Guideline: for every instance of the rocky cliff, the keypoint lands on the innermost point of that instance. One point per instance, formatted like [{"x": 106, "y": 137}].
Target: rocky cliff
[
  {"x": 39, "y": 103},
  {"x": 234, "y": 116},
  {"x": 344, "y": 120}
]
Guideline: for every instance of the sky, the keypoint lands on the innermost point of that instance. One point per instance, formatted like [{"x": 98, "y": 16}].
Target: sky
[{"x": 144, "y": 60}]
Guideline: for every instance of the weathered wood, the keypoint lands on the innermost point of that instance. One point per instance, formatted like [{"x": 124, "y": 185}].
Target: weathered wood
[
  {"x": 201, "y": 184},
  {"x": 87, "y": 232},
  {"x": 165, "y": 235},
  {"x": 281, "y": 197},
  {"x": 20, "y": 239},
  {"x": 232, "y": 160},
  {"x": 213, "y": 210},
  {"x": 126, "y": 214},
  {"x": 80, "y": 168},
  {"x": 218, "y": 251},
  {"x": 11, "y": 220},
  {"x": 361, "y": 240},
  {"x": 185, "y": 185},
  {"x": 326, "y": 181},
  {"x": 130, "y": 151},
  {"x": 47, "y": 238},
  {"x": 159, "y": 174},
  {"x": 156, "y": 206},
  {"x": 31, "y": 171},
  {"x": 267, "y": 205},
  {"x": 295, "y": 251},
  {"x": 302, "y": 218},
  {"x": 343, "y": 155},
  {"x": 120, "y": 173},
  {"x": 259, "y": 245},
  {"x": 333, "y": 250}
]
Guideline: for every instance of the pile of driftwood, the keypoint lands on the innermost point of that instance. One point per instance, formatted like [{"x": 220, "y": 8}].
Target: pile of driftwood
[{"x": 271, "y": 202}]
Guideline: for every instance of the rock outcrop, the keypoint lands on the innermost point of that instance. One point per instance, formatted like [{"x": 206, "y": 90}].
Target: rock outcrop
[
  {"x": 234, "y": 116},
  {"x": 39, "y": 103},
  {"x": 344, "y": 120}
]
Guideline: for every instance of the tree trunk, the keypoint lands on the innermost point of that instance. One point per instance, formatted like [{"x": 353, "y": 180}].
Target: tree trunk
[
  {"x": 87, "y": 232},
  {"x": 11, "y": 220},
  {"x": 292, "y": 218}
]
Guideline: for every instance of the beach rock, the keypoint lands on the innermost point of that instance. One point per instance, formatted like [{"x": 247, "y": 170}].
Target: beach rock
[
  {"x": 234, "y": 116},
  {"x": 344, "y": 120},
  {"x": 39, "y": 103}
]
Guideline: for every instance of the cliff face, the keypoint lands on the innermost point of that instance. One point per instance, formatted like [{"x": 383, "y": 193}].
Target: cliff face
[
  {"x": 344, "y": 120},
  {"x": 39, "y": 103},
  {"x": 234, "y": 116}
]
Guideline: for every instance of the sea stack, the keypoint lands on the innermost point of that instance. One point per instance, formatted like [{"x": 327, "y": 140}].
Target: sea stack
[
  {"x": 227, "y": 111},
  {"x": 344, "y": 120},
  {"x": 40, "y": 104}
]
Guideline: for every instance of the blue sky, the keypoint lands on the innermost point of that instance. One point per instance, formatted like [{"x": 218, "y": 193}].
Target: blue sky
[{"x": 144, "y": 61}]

*Directions*
Look above for the line holding "Target: rocky cliff". Print it and every line after it, exactly, through the line holding "Guideline: for every instance of the weathered".

*Result of the exercise*
Target: rocky cliff
[
  {"x": 39, "y": 103},
  {"x": 234, "y": 116},
  {"x": 344, "y": 120}
]
Guideline: for every instance of the sky, the keypoint lands on the innermost point of that instance. One point per instance, formatted like [{"x": 98, "y": 16}].
Target: sky
[{"x": 144, "y": 60}]
Guideline: for every instance of the weathered wood, the keypoint lands on the innermost point of that instance. One point per instance, formatted like [{"x": 124, "y": 185}].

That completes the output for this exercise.